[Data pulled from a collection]
+++
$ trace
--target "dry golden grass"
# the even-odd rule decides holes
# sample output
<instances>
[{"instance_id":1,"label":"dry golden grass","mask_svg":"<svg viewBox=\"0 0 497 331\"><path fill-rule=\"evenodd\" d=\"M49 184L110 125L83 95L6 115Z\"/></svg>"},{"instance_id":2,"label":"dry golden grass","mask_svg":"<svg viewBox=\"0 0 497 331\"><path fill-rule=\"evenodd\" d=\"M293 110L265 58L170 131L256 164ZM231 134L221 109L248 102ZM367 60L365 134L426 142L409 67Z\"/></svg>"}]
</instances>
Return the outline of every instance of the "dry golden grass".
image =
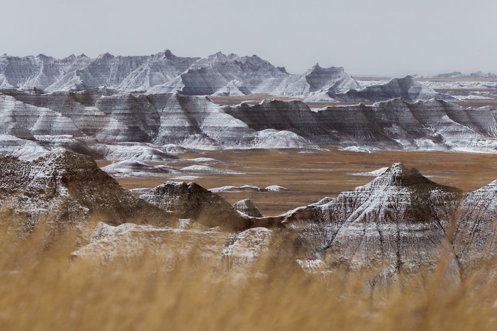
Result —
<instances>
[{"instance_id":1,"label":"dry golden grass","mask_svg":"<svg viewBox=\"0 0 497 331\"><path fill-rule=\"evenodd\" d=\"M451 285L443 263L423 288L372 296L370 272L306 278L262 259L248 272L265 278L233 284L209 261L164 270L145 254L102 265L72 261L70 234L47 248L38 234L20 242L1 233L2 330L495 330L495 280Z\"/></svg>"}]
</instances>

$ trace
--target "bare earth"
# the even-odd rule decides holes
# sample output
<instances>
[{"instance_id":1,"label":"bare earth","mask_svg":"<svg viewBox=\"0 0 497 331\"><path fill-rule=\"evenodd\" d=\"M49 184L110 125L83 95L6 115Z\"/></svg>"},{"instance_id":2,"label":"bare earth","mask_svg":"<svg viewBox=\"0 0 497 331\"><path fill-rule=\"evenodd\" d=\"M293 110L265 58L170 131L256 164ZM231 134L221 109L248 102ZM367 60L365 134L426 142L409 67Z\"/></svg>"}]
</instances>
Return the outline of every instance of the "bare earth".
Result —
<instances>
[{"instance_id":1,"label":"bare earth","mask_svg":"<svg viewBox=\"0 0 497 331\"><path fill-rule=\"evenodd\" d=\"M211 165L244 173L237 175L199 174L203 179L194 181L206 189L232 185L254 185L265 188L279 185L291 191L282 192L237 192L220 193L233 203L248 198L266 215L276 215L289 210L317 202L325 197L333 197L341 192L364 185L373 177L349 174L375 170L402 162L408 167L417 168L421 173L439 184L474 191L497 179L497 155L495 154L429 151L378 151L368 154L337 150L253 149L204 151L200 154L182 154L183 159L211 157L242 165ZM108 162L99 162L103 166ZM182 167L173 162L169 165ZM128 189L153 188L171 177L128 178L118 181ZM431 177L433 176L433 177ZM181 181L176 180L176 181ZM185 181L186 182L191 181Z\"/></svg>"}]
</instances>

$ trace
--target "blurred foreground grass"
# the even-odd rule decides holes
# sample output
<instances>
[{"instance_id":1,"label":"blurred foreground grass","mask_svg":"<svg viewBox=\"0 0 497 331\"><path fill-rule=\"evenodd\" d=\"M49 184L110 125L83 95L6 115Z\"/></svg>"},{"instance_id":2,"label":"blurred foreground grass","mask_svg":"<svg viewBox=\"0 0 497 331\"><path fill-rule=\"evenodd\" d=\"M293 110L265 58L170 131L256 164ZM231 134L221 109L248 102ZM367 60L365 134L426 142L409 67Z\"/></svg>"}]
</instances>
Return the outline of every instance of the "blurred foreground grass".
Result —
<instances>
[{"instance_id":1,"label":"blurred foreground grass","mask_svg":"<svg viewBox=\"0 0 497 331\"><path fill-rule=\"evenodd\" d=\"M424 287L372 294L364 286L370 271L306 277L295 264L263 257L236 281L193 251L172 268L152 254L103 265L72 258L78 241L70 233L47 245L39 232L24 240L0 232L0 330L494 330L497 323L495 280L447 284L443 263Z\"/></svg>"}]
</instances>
+++
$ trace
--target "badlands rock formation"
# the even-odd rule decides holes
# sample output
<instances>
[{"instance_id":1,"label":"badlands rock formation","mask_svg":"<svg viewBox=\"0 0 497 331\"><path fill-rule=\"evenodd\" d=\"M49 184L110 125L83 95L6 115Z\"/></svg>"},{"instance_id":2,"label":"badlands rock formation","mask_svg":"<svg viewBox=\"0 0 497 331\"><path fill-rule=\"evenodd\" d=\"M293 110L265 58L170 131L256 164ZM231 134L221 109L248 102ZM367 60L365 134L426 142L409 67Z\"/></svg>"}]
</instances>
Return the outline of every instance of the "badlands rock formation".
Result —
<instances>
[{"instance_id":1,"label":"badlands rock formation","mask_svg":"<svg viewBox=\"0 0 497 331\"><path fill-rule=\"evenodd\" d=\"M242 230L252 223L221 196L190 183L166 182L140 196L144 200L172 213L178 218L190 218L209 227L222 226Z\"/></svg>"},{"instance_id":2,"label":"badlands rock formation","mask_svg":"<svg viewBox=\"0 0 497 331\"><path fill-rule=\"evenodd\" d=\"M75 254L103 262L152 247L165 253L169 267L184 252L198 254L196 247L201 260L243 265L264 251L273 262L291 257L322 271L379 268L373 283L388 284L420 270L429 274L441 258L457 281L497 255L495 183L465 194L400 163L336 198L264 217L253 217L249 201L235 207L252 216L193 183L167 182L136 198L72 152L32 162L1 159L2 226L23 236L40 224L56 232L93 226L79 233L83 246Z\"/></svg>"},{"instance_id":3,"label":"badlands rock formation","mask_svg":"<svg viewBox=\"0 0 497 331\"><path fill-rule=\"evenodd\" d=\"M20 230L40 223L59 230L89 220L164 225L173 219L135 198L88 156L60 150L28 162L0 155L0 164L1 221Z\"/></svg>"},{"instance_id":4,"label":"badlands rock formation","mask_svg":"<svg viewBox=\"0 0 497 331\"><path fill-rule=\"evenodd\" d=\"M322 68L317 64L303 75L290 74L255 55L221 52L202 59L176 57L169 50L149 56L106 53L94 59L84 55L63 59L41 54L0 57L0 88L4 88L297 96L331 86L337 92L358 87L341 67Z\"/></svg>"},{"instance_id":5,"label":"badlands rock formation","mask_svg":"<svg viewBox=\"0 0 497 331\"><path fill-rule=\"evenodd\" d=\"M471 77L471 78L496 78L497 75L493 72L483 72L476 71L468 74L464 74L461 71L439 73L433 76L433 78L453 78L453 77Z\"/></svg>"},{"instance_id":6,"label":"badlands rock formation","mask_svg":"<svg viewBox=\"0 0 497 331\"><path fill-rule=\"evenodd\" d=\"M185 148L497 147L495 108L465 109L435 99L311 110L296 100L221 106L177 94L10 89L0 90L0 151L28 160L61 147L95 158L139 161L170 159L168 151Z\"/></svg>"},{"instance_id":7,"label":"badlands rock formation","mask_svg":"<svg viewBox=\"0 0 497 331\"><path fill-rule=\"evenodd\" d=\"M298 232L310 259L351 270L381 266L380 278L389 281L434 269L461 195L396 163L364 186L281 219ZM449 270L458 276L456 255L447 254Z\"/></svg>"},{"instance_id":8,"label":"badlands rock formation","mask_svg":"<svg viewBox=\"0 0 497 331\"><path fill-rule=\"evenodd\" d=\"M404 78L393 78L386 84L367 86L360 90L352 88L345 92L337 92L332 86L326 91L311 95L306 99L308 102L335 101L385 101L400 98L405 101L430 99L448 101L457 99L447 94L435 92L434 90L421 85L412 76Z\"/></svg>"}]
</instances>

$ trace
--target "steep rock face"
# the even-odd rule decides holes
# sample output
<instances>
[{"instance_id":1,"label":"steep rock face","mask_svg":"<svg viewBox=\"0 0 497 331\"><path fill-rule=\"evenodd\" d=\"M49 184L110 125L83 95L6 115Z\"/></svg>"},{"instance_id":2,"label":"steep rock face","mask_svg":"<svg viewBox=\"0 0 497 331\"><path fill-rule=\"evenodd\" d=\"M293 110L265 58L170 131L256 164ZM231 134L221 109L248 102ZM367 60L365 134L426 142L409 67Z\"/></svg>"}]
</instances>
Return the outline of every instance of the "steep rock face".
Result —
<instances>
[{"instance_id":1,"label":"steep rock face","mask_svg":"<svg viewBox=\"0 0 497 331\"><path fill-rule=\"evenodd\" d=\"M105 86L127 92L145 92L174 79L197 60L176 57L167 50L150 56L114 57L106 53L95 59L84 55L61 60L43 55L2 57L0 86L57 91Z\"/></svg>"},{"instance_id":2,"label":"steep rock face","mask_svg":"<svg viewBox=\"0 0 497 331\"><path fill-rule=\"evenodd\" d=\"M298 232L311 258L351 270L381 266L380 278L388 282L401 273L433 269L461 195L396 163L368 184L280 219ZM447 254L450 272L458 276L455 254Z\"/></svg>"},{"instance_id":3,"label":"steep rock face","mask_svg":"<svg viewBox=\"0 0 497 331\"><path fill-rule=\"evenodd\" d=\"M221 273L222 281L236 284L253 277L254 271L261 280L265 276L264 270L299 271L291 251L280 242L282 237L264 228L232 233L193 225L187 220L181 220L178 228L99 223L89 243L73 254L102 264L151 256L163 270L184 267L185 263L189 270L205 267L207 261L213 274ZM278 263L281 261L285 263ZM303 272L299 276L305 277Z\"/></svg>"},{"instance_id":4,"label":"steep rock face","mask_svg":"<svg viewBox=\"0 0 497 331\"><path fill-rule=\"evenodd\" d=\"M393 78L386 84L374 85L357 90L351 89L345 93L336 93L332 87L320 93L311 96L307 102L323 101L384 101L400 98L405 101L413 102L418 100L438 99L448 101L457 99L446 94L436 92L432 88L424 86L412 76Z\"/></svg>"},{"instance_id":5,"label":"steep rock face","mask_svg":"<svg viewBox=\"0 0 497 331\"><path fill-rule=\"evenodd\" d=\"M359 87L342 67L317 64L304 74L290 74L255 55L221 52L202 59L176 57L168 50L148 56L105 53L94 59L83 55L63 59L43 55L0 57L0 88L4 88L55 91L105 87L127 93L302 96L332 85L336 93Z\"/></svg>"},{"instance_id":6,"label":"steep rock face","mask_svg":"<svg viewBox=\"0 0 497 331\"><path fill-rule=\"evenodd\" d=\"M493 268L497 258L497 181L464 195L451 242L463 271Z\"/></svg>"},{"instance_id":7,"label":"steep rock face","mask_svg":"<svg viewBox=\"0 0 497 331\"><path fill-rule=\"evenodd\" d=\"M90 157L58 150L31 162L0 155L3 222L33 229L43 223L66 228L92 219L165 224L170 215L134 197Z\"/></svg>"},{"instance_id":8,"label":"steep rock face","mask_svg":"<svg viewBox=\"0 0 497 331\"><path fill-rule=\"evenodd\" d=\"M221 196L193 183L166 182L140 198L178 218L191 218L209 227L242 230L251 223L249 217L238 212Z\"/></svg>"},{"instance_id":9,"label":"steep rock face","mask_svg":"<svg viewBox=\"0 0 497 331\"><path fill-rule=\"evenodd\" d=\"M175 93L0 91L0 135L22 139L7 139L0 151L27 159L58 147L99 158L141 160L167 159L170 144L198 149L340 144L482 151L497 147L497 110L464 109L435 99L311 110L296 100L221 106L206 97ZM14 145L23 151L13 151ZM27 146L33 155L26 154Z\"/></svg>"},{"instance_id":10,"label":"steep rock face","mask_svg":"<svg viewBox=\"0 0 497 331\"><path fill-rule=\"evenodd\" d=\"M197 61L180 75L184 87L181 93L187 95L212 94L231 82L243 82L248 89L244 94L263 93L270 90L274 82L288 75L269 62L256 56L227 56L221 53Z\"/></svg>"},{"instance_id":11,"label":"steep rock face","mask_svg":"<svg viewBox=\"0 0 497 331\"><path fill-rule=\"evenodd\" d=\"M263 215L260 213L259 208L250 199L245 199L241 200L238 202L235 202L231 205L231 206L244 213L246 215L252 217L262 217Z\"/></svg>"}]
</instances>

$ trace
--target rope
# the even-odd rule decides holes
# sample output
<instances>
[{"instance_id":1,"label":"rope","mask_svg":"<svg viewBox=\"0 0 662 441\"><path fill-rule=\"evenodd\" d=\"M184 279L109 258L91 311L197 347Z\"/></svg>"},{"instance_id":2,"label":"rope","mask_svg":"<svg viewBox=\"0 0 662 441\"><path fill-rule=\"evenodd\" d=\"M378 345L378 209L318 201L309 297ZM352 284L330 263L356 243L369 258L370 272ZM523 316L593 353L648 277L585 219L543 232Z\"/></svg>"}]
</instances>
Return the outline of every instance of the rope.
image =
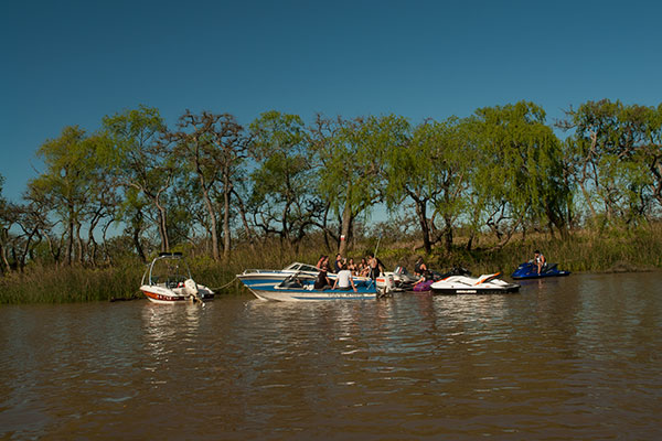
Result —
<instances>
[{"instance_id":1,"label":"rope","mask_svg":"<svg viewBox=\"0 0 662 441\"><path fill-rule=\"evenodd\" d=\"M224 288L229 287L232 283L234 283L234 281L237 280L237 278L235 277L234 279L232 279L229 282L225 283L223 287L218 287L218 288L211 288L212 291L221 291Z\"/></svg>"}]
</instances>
+++
List every line of the listing that contains the word "Return", treating uppercase and lowercase as different.

Return the outline of every instance of the "dry golden grass".
Return the outline of every instance of the "bare earth".
Return the outline of every instance of the "blurred foreground grass".
Return the outline of every instance of the "badlands rock formation".
Return the outline of every instance of the "steep rock face".
Return the outline of every instance of the rope.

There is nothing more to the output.